[Text segment]
Segment Open

Biomarkers

Background: Structural brain measures derived from magnetic resonance imaging (MRI) are commonly used to quantify Alzheimer's disease (AD) progression, though their relationships with cognitive performance are highly heterogeneous. Some individuals demonstrate greater cognitive resilience-the ability to maintain cognitive performance despite adverse brain-related changes-through as yet unknown mechanisms. We examined whether cortical thickness in specific regions confers resilience cross-sectionally and/or longitudinally by moderating the relationships between established markers of AD risk and cognitive performance in amyloid-positive adults.

Method: Amyloid-positive participants from the Alzheimer's Disease Neuroimaging Initiative (ADNI) GO/2/3 cohorts with relevant imaging data were included (n=160, observations=473). Risk markers included a validated cortical thickness/hippocampal volume AD risk signature (weighted sum of cortical thickness from 7 regions plus hippocampal volume) and cerebrospinal fluid phosphorylated tau (p-tau). Linear mixed effects models tested whether region-specific cortical thickness moderated relationships between these markers of AD risk and memory or executive functioning.

Result: Cross-sectionally, thicker cortex in a composite of 8 regions of interest (ROIs) minimized the negative impact of thinner cortex in AD risk signature regions on executive function performance. Higher thickness in a resilience composite of these 8 ROIs at baseline was associated with less decline in memory over time (p=0.007), independent of effects of other markers of AD risk. Moreover, higher baseline resilience composite scores weakened the negative longitudinal effects of p-tau (p=0.014), independent of the longitudinal effects of AD risk signatures and age.

Segment Closed

[Assigned task 1]
According to the cortical thickness abstract, how many amyloid-positive ADNI participants were included in the study?
[Assigned task 2]
Please carry the cortical thickness abstract forward from its last sentence.
The lines that come next have no connection to the cortical thickness abstract.

[Recorded data]

Segment Open

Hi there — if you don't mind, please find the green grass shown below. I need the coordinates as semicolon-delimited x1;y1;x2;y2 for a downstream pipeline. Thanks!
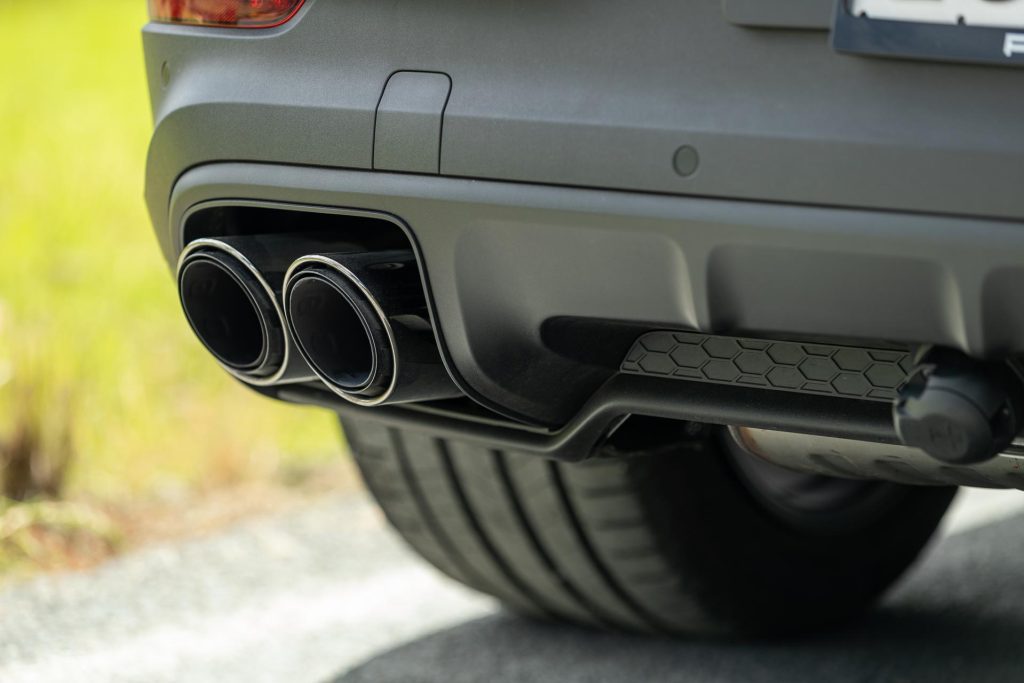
0;0;340;500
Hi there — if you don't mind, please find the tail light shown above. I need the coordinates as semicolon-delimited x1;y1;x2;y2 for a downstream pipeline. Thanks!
150;0;304;29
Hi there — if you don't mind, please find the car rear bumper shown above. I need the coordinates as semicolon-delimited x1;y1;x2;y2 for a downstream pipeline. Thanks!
144;0;1024;426
162;163;1024;425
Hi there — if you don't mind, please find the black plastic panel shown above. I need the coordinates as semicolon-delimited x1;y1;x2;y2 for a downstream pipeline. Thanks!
622;332;912;401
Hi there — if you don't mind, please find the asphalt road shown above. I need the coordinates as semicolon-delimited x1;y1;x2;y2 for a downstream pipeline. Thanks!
0;485;1024;683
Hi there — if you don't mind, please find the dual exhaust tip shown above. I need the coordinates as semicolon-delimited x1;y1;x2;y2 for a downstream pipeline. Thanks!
177;237;461;405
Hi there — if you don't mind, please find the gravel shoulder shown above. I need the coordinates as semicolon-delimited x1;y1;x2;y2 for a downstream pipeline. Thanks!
0;492;1024;683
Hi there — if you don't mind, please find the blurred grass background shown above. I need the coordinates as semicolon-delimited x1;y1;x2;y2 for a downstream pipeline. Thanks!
0;0;341;569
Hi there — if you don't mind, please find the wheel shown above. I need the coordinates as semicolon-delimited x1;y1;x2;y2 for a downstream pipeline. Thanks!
343;418;955;635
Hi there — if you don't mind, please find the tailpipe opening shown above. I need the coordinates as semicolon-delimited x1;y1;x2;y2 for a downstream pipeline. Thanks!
177;238;313;386
283;250;462;405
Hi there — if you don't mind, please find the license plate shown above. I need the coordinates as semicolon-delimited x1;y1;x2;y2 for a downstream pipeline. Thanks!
833;0;1024;67
850;0;1024;29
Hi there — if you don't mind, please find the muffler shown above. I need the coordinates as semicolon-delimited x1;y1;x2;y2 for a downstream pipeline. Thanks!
177;236;323;386
282;250;462;405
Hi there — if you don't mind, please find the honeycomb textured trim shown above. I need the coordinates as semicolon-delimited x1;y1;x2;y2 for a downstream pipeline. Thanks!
622;332;913;401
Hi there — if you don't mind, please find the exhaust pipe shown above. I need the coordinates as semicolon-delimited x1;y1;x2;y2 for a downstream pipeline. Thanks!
177;236;322;386
283;250;462;405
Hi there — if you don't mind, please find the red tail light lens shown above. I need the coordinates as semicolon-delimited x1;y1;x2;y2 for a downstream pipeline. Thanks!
150;0;304;29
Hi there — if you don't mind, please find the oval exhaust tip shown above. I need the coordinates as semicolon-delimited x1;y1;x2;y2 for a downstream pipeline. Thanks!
178;249;284;378
286;267;395;400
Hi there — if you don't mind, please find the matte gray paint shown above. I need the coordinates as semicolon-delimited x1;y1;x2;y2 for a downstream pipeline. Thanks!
374;71;452;173
144;0;1024;268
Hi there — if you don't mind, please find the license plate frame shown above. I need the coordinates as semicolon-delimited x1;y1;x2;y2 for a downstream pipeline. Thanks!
831;0;1024;68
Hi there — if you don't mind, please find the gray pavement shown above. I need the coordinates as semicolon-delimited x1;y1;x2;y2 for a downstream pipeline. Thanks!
0;492;1024;683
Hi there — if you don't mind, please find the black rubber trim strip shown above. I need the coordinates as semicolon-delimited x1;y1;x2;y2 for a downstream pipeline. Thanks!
273;374;899;462
621;331;913;403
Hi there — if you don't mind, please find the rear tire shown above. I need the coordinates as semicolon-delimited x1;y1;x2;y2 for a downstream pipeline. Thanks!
343;420;955;635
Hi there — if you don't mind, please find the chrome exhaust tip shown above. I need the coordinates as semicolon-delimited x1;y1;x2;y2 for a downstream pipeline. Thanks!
177;239;308;386
283;250;461;405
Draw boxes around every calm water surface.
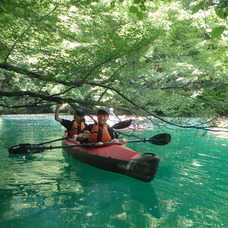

Segment Closed

[Output 1]
160 participants, with 473 observations.

[Output 2]
Conclusion: We identified 8 cortical regions that appear to confer cognitive resilience cross-sectionally and longitudinally in the face of established indicators of AD pathology. Among amyloid-positive individuals, thicker cortex in these resilience regions was cross-sectionally associated with better executive function despite thinner cortex across established AD risk signature regions. Despite any cross-sectional association with memory, thicker cortex in resilience regions predicted slower decline in memory over time and weakened the negative effects of p-tau on memory over time. Preserved executive functioning associated with cortical thickness in these resilience ROIs may enable compensation in subsequent memory performance over time. These findings provide insight into possible mechanisms of cognitive resilience and individual variability in cognitive trajectories associated with AD.